As the ceremony portion of the walk began, Columbia County Administrator of Behavior Health and Long-Term Support Clint Stark told the group that the county has an above average suicide rate, with roughly one per month.
In addition to that, there has been a recent increase of suspected suicides and related deaths, according to Columbia County Health Officer Susan Lorenz.
“Based on the reports we have seen from the Columbia County Sheriff’s Office of drug overdoses and other suicides as well,” said Lorenz, “we have unfortunately probably seen more suicides these past few months than usual.”
For that reason Lorenz sees increased urgency in training residents in QPR —question persuade refer. The training teaches people to look for red flags, which includes moments of clear, and clearly uncomfortable moments of honesty, then to act on those warning signs to ask the person if they are seriously considering suicide, persuade them not to, and to refer them to sources for help.
An example of a failure of this came when Sauk County Public Health Educator and former Prevent Suicide Columbia County organizer Sara Jesse told the story of her sister’s death in November 2006.
Although she has talked about her sister’s death many times before, she opened up more fully in a public place for the first time, describing the factors of family and health that surrounded her sister’s death, the more complicated aspects of her relationship with her sister and other siblings, and how it led to a spiritual crossroad for her. She thanked the group for “providing a safe space” to tell her sister’s story.
Jesse also explained the ACES measure that public health advocates have developed with 10 potential factors of abuse or an overall unhealthy environment for children that correlate with long-term mental health problems, such as abuse, addiction, and a lack of positive adult connections.
“This is where I get on my public health soapbox and I think we should be talking about this a whole lot more,” said Jesse. “If there was a quick and easy test to score if you were at risk of future mental health problems, wouldn’t you want to know that score and your doctor would want to know that number for you?”
She also admitted that for all of the research-backed validity to such correlations, that there are limits to what they can say, and there remains moments of happenstance and personal choice. At a time when her sister was withdrawing from many friends and family, she apparently did make her intentions known, Jesse explained.
“At least one of her friends told me afterward, ‘I’m so sorry,” said Jesse.”’ I didn’t know what to say to her when she said that, I told her: have another drink and let’s go party.’”
It is free and it only takes 60 to 90 minutes—contact Kristal Rykiel,” said Lorenz of QPR training, which followed Saturday’s event, emphasizing that if organizations like businesses, schools, or just about anyone else is interested in hosting a session, Prevent Suicide Columbia County come out and give a presentation. “Since 2012 we have trained over 4,000 people in Columbia County and we want to continue to train more.”
The trifecta of suicide risk, Jesse told attendees, is drugs or alcohol, a motivation, and a means for carrying out a suicide. With that in mind, Prevent Suicide Columbia County was also distributing free gun locks at the walk, which can also be found at Columbia County Health and Human Services, where they offer them for free distribution at other sites.
When Jesse finished telling her sister’s story, Stark read from a list the names of those being specifically remembered by family and friends at the walk. After the last name was read, balloons were released, rising from the field at a white cloud, with each balloon carrying a name or a message from a loved one.
“It is a beautiful day, the sun is shining, the mosquitoes didn’t come, we have a wonderful turnout and a very touching speaker with Sara Jesse and great words of encouragement to help others,” said Lorenz. “The balloon release is always very emotional to watch and I think very freeing for some people, and it’s good to have others here—loved ones and families—to see that they’re not the only one who has lost someone.”

(Stored data entries)
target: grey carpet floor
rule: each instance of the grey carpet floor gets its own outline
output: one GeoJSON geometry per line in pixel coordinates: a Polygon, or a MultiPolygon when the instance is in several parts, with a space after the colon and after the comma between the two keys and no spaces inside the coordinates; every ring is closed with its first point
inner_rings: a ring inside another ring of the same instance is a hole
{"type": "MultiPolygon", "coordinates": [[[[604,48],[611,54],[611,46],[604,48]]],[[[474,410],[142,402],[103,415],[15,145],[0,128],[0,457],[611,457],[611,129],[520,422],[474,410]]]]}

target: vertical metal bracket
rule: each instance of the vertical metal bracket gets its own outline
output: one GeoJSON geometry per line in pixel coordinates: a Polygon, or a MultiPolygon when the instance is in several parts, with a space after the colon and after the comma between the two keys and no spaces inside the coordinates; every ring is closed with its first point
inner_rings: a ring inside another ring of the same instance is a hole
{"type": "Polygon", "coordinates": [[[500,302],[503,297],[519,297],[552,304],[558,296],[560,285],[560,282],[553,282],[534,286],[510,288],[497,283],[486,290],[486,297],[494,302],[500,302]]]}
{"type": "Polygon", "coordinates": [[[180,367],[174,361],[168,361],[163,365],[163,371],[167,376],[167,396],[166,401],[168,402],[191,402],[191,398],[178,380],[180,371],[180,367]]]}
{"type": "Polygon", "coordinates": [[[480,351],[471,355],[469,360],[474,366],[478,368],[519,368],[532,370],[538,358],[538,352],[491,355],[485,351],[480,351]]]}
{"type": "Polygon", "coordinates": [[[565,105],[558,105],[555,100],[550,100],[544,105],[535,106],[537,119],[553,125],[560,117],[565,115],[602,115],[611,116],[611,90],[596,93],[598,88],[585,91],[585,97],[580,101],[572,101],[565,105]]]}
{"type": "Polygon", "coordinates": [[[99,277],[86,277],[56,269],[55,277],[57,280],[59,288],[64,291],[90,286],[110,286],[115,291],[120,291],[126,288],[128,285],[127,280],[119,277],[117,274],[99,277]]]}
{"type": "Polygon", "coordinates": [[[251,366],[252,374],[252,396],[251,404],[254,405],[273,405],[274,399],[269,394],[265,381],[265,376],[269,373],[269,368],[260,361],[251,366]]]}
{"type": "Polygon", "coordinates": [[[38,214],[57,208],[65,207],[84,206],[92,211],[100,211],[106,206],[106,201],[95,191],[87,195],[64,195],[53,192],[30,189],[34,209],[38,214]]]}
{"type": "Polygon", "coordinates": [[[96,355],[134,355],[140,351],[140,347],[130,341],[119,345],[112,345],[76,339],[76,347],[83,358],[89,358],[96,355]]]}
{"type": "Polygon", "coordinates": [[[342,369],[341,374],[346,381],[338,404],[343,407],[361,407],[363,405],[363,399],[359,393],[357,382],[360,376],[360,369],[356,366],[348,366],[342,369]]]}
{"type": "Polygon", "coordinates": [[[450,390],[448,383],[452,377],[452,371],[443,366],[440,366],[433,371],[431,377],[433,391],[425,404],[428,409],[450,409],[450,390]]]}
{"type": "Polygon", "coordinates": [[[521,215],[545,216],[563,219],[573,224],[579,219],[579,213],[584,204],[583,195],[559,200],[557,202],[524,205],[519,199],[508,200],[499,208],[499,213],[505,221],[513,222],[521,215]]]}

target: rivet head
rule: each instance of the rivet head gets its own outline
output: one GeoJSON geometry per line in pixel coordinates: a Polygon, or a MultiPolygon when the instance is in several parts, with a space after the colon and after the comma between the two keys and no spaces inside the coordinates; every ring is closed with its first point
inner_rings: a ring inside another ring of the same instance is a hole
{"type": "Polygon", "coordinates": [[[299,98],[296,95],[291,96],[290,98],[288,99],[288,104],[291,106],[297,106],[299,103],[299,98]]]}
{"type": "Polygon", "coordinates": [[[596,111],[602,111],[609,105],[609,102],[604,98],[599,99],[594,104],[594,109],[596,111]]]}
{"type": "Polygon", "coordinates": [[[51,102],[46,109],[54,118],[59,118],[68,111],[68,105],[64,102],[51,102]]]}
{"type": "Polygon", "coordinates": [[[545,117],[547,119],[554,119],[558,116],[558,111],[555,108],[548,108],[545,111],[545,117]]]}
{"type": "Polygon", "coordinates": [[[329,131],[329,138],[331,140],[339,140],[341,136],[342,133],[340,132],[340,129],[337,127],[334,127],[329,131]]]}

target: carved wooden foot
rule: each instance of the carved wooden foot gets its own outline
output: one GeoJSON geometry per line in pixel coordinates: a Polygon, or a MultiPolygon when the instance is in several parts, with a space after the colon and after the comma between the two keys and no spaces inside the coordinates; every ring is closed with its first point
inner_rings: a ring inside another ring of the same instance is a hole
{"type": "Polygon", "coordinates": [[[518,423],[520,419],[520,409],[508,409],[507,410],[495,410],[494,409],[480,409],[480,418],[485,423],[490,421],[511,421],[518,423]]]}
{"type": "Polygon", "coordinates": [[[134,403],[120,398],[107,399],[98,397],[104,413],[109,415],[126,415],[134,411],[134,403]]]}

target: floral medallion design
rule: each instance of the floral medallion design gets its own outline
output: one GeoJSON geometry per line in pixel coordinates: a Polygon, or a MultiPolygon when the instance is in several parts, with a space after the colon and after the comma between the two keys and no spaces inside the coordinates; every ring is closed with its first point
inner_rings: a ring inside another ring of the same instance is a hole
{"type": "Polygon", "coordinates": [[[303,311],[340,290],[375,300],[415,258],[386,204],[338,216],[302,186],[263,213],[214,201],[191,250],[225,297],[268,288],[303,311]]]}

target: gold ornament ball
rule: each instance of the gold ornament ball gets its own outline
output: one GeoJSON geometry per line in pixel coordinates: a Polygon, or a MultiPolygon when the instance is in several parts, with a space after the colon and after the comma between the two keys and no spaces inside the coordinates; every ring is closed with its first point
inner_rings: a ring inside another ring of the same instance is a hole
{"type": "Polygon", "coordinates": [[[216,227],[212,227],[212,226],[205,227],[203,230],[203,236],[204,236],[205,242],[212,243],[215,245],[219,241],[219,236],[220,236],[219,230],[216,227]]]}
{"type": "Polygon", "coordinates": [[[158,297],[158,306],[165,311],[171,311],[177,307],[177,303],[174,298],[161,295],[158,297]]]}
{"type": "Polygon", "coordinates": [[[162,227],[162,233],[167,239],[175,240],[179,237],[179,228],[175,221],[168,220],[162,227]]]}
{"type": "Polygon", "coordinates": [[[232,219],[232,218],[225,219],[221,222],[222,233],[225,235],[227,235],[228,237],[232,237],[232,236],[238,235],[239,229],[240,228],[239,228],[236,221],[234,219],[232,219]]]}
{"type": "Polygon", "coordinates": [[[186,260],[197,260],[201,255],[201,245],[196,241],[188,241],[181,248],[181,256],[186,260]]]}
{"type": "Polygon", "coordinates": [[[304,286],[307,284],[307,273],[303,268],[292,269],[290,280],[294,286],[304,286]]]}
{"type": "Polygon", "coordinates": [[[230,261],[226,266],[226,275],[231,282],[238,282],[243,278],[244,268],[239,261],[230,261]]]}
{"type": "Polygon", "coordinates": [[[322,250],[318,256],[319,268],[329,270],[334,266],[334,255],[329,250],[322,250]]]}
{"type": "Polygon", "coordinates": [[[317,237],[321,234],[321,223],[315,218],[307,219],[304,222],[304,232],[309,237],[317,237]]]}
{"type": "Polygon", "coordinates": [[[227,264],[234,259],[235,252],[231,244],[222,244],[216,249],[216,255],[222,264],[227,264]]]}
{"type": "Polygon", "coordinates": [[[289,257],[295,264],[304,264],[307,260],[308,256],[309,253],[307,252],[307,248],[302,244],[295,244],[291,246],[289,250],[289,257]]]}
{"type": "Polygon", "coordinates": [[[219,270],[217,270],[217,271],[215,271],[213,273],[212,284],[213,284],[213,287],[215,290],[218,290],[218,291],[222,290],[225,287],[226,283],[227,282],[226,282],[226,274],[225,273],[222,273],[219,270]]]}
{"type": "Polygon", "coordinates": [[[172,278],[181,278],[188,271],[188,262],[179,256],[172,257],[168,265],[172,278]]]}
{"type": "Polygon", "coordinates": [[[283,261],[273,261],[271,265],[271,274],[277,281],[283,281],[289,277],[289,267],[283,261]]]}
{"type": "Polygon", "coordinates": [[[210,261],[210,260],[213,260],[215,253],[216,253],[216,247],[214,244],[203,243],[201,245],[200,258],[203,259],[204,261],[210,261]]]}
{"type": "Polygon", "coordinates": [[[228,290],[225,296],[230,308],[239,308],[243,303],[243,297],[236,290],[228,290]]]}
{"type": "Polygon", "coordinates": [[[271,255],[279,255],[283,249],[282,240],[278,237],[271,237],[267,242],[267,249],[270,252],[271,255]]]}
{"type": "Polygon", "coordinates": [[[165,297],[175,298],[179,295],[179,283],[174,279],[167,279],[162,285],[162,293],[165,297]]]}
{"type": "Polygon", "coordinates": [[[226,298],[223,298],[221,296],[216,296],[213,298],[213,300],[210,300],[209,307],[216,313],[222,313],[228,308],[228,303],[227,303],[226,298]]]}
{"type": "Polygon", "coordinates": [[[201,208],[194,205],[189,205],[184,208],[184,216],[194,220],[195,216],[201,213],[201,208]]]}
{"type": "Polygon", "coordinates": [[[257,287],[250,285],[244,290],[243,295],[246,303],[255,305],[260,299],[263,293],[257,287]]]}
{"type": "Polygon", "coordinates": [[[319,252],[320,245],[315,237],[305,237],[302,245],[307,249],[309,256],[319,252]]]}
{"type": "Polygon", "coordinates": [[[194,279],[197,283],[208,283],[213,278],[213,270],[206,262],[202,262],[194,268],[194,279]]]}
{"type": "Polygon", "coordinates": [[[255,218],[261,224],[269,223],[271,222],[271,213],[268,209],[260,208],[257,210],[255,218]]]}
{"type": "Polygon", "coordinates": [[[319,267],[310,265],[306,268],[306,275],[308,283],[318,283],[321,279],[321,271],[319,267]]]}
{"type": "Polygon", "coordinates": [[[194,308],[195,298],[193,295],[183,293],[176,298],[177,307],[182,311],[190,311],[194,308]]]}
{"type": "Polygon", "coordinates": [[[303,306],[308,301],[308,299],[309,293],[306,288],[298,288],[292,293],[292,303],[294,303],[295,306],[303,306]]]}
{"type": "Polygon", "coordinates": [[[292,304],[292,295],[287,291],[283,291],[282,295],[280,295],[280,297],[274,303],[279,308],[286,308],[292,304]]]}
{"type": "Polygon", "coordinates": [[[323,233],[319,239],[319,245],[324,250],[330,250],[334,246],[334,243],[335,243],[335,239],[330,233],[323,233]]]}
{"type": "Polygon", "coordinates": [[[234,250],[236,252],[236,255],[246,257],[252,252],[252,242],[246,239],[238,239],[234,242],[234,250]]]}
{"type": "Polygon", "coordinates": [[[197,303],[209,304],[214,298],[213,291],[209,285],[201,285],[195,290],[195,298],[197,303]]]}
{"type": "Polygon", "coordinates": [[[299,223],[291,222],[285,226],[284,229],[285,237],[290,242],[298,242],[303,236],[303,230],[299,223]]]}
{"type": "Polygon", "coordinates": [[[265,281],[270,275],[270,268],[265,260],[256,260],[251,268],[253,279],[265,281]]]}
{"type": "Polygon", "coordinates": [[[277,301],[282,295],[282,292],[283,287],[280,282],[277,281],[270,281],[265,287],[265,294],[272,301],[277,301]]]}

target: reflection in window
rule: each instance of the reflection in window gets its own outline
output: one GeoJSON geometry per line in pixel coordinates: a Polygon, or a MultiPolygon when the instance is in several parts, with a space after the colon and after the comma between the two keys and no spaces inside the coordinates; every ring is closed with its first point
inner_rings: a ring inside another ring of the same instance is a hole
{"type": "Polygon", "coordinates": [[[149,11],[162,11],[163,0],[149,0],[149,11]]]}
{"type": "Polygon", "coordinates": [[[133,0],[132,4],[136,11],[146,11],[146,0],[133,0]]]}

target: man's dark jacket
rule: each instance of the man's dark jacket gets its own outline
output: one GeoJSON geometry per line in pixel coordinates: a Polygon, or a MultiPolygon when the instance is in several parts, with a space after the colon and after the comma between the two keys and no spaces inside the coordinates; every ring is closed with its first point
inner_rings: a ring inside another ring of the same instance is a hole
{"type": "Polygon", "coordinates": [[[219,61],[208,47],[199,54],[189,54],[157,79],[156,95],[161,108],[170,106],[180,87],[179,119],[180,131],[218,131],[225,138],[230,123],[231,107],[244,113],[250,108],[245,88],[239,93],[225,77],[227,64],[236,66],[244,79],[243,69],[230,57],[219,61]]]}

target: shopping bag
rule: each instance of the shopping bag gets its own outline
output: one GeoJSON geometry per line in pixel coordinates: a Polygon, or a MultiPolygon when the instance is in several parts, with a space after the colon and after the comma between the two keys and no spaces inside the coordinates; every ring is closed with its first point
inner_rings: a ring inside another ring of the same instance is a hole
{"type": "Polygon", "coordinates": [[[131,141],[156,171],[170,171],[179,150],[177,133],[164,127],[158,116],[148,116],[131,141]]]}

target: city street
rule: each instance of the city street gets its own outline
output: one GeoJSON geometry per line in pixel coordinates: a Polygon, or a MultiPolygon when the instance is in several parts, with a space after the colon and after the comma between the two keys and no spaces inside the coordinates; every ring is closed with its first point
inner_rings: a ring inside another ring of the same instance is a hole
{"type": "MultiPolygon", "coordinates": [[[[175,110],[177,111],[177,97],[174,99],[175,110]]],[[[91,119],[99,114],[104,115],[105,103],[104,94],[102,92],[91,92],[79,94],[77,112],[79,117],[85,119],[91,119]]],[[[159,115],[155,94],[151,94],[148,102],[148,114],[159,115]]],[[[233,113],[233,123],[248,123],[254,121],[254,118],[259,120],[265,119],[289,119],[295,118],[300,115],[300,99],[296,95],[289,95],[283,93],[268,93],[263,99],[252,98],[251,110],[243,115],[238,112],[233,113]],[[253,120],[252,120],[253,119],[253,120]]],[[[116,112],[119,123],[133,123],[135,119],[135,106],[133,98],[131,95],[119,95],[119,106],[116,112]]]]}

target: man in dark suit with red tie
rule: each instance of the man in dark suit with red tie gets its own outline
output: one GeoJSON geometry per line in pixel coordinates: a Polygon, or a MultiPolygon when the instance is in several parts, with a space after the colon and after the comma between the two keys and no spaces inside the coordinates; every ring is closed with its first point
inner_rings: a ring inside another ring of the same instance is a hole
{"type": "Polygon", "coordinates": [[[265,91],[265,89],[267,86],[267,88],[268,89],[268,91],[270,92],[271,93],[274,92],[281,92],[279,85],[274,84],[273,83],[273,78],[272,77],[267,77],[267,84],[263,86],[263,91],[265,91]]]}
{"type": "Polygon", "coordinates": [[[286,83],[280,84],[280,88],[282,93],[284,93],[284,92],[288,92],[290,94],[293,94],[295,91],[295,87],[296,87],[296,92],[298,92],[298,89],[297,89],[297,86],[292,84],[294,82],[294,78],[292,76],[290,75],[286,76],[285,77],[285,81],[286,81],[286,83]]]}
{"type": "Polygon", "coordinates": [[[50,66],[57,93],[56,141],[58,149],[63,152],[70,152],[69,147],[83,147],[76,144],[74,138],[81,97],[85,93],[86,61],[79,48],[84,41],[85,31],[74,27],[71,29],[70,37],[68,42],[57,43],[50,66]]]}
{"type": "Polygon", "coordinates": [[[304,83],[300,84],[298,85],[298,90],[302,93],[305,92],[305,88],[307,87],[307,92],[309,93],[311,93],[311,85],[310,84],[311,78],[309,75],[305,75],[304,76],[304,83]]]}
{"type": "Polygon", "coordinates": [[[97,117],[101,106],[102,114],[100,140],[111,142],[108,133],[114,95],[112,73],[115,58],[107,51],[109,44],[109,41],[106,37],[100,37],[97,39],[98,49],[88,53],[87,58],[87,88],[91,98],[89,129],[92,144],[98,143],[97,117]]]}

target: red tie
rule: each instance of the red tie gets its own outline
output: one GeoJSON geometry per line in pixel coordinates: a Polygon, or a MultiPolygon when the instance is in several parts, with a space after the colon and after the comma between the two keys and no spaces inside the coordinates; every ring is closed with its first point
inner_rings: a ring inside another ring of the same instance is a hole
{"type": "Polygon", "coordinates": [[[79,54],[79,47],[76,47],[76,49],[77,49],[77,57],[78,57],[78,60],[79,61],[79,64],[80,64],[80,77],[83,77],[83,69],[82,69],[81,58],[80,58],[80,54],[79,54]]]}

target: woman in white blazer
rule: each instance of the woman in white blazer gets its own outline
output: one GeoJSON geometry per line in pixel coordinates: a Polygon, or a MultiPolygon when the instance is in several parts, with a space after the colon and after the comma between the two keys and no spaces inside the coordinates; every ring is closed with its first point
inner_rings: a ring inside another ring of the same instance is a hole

PROBLEM STATEMENT:
From the article on the Columbia County suicide prevention walk, extract the passage starting with "An example of" and going on through "her sister’s story.".

ANSWER TO THIS PROBLEM:
An example of a failure of this came when Sauk County Public Health Educator and former Prevent Suicide Columbia County organizer Sara Jesse told the story of her sister’s death in November 2006.
Although she has talked about her sister’s death many times before, she opened up more fully in a public place for the first time, describing the factors of family and health that surrounded her sister’s death, the more complicated aspects of her relationship with her sister and other siblings, and how it led to a spiritual crossroad for her. She thanked the group for “providing a safe space” to tell her sister’s story.